GIVEN EXERCISE
Please copy everything from the line containing "Detect concrete base." down to the line containing "[233, 349, 304, 382]", swapping "komainu" for "guardian lion" and changing nothing else.
— begin RECORDED DATA —
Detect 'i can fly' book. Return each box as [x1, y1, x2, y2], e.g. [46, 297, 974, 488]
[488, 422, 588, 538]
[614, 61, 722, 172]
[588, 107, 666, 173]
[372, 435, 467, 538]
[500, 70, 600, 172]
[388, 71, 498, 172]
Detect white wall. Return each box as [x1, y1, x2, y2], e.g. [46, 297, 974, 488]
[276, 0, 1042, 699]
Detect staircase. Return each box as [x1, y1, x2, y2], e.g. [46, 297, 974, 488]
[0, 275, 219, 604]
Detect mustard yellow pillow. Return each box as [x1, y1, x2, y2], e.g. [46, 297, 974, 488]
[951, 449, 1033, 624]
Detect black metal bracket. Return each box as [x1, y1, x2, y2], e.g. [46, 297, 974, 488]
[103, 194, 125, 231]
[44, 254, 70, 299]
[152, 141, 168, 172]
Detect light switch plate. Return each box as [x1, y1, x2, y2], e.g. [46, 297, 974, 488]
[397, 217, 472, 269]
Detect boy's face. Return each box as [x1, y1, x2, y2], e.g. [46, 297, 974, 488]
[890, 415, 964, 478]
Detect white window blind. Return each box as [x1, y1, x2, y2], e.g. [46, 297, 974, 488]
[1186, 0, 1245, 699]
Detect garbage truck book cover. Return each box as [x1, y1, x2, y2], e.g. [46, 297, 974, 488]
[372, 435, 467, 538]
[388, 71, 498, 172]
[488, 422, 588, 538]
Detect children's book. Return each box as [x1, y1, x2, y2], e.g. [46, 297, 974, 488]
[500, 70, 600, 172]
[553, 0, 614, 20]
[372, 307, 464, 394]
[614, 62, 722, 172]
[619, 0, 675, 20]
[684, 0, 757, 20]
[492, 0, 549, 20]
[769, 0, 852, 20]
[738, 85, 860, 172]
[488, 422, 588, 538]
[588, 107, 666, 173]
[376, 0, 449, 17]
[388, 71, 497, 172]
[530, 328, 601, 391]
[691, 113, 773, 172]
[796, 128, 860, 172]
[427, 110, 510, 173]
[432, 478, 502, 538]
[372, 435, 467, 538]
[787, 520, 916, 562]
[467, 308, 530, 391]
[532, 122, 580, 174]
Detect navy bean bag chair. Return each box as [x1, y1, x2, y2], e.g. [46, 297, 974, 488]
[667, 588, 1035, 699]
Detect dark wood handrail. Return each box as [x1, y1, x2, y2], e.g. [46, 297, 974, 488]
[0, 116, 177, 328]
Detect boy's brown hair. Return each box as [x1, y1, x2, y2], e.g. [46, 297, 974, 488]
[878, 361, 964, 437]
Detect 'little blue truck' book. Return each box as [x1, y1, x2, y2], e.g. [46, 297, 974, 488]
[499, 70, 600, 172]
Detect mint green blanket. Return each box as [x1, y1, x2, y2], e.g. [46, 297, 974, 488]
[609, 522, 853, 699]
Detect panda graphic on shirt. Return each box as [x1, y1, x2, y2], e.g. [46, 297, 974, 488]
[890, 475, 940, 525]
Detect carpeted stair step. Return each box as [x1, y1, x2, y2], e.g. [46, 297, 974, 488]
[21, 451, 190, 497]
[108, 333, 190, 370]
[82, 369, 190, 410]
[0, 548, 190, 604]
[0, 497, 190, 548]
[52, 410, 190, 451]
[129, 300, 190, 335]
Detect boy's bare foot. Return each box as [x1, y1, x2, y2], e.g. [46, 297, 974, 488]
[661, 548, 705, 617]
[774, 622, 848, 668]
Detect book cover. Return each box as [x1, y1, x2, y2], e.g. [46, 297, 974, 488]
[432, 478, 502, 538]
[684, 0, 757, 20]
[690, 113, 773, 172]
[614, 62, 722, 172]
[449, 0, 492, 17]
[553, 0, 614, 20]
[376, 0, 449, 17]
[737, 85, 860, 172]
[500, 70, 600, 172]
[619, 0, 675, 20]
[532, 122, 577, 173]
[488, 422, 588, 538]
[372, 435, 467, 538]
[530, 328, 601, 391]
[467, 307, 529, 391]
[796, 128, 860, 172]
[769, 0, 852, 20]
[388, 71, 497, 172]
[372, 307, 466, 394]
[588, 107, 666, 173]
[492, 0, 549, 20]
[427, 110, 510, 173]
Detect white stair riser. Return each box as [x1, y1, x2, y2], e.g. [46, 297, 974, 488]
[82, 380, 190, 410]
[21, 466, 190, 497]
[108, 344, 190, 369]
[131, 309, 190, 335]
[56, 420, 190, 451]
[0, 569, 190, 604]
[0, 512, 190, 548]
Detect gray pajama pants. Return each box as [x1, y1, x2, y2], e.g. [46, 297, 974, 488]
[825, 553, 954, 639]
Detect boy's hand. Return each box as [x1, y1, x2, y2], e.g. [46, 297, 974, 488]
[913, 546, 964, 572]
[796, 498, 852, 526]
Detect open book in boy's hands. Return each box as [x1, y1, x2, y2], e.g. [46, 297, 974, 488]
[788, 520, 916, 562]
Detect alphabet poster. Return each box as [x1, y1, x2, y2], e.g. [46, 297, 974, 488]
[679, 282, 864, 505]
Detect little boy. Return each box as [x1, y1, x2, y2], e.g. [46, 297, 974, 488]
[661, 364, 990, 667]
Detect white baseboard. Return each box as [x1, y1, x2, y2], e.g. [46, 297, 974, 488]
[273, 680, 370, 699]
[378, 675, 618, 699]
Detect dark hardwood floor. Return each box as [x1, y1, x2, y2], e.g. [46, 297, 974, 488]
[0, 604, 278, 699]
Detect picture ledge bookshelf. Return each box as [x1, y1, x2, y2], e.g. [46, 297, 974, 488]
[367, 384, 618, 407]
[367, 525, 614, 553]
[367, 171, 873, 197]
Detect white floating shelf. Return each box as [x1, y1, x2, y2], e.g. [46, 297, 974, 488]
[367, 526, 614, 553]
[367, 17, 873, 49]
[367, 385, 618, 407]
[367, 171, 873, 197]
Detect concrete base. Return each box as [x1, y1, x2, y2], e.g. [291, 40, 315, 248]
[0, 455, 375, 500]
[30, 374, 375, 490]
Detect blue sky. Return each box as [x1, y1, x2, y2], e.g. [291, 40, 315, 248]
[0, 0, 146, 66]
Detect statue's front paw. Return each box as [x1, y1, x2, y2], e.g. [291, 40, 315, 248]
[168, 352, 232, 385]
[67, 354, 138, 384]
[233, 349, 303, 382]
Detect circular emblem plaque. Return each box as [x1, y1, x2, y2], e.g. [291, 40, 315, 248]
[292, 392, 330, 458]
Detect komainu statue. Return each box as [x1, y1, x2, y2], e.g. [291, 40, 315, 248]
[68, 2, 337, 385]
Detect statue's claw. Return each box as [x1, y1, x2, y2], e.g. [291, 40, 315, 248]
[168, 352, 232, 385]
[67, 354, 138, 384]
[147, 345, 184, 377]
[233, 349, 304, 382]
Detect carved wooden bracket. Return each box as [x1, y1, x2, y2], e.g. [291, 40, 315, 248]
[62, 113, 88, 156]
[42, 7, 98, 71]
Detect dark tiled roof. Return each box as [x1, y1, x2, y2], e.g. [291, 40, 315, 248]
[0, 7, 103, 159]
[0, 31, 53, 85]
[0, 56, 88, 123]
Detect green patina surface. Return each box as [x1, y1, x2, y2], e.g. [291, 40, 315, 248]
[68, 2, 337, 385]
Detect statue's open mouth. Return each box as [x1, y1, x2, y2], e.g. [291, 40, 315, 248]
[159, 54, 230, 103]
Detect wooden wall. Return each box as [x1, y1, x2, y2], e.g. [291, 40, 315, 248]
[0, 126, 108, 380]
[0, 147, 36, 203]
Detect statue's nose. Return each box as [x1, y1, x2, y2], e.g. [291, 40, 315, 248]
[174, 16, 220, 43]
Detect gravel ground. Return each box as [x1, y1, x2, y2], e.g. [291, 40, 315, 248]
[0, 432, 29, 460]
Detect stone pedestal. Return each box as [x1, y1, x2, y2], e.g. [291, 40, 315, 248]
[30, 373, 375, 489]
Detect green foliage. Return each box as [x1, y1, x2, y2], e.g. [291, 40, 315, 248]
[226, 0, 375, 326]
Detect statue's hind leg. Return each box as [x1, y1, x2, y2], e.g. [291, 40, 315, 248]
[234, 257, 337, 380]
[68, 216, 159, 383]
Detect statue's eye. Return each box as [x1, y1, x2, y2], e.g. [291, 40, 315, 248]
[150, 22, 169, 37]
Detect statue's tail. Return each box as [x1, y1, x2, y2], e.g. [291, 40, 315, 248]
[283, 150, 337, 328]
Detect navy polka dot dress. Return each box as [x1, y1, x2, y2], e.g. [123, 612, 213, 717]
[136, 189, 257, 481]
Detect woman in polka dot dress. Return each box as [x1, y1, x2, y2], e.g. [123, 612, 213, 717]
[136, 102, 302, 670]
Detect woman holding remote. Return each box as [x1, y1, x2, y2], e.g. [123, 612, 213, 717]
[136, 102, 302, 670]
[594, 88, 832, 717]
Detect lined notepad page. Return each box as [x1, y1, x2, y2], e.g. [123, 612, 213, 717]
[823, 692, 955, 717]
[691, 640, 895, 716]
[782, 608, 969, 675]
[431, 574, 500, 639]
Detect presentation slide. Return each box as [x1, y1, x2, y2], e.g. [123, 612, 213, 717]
— end RECORDED DATA —
RESULT OF THE EXERCISE
Detect concrete base. Return each box as [x1, y1, x2, y2], e.g. [291, 40, 315, 248]
[0, 455, 375, 500]
[30, 374, 375, 490]
Detect blue sky. Return each box as [x1, y1, x2, y2], e.g. [291, 40, 315, 248]
[0, 0, 146, 66]
Detect statue's front paw. Return each box as [x1, y1, x2, y2], e.g. [291, 40, 315, 248]
[168, 352, 232, 385]
[67, 354, 138, 384]
[233, 349, 303, 382]
Detect circular emblem plaque. Return each box as [x1, y1, x2, y2], e.g. [291, 40, 315, 248]
[292, 392, 330, 458]
Detect guardian lion statue. Return each box as [x1, y1, x2, y2], e.g. [291, 40, 315, 248]
[68, 2, 337, 385]
Detect statue's claw. Return each box as [x1, y1, x2, y2], e.g. [291, 40, 315, 248]
[168, 352, 232, 385]
[67, 354, 138, 384]
[147, 345, 184, 377]
[233, 349, 304, 382]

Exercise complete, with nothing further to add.